- Directions:
1 – Can you repeat the passage of the sea ice discussion from "I have updated" up to and including "trend still stands."?
2 – Can you turn the point placement listing, from its start up to and including the line with "column 486, row 365", into a two-column CSV headed text and answer? Put each wording and its answer on one row, quote every field, and turn line breaks into spaces.

- Reading text:
============

Thom Hartmann savages David Rose on RT, using my ice cube animation:

Politically Corrected - The Daily Mail on Climate Change
http://youtu.be/aFiCRcJaHjo

I have updated versions (July 2013) of the waterfall diagram, http://youtu.be/oFMDmS783Ro and a death spiral evolution: http://youtu.be/20pjigmWwiw

Regardless of the desperate "60%" cherrypick, we can all see the trend still stands.

Doug Bostrom

Wasn't there something in Rose's article about a collapse of shipping via the Arctic thanks to the "recovery?"

Port of Rotterdam Sees Arrival of First Commercial Ship via Northern Sea Route

Linda Serena

Sorry guys, but a 60% increase is a 60% increase and more remarkably, even volume increased, despite record low data at the start of the year. This is remarkable and fully admire Neven's admission of great surprise.

It is still the 4th lowest extent, but take another year like 2013 and imagine what this may accomplish in extent and volume charts.

But there have been quite a number of other discoveries and surprises this year, all rather brutally demolishing the previous perception of an CAGW death spiral.

Pre-satellite sea ice seem to be quite different from main stream opinion. Recently discovered records confirm a very substantial melt in the 1920s-1930s, and newly discovered satellite data places sea ice 1964 at 1990s average, far below previous estimates, and there is more data to come.

Black carbon has been strongly upgraded in its warming forcing by Bond et al 2012.

On top of that, another new papaer claims "gas flaring by the oil industry and smoke from residential burning contributes more black carbon pollution to Arctic than previously thought".

http://www.iiasa.ac.at/web/home/about/news/Oil_industry_and_household_stoves_speed_Arctic_thaw.en.html

Research on the influence of ocean currents/cycles is just starting to go public, but may eventually support as well, what sceptics have been saying for years.

Judy Curry has announced a new papaer about a regional climate shift in the Arctic this year. Then 2013 may not have been an outlier in the coming years.

Until recently, only positive feedbacks have been associated with Arctic sea ice. Now we know that the albedo coooling of Antactic sea ice easily outweighs Arctic albedo warming. Further, significant negative feedbacks have been discovered, heat transfer of open sea to space and increased snow fall in the northern hemisphere due to increased evaporation.

Finally, the question is still unanswered if current sea ice is exceptional or "normal" A vast library of papers and data suggest, that temperatures in the MWP were at least as warm as today and even many Hockey Stick papers confirm this, once the main errors are corrected for. Then, the Little Ice Age was the exception and not todays melt, or otherwise, if todays melt is exceptional, it is not primarily temperature related, or signifcantly enhanced by something other than temperature, such as black soot.

============

[Point placement listing]
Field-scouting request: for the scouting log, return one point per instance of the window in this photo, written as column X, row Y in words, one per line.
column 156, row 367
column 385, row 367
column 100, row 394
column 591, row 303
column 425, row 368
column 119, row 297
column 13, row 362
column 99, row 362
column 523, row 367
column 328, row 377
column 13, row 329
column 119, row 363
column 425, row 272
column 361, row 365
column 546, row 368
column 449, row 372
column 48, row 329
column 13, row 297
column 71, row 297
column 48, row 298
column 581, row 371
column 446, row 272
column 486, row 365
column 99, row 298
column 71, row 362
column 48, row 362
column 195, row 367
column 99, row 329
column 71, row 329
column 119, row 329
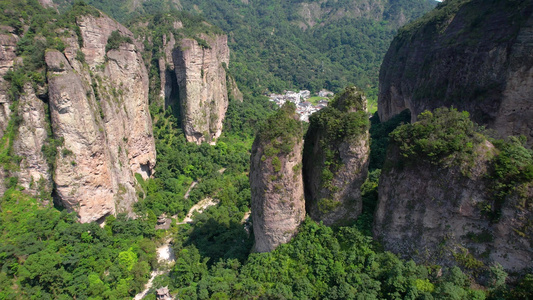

============

- In response:
1 –
I have updated versions (July 2013) of the waterfall diagram, http://youtu.be/oFMDmS783Ro and a death spiral evolution: http://youtu.be/20pjigmWwiw

Regardless of the desperate "60%" cherrypick, we can all see the trend still stands.

2 –
text,answer
"Field-scouting request: for the scouting log, return one point per instance of the window in this photo, written as column X, row Y in words, one per line.","column 156, row 367 column 385, row 367 column 100, row 394 column 591, row 303 column 425, row 368 column 119, row 297 column 13, row 362 column 99, row 362 column 523, row 367 column 328, row 377 column 13, row 329 column 119, row 363 column 425, row 272 column 361, row 365 column 546, row 368 column 449, row 372 column 48, row 329 column 13, row 297 column 71, row 297 column 48, row 298 column 581, row 371 column 446, row 272 column 486, row 365"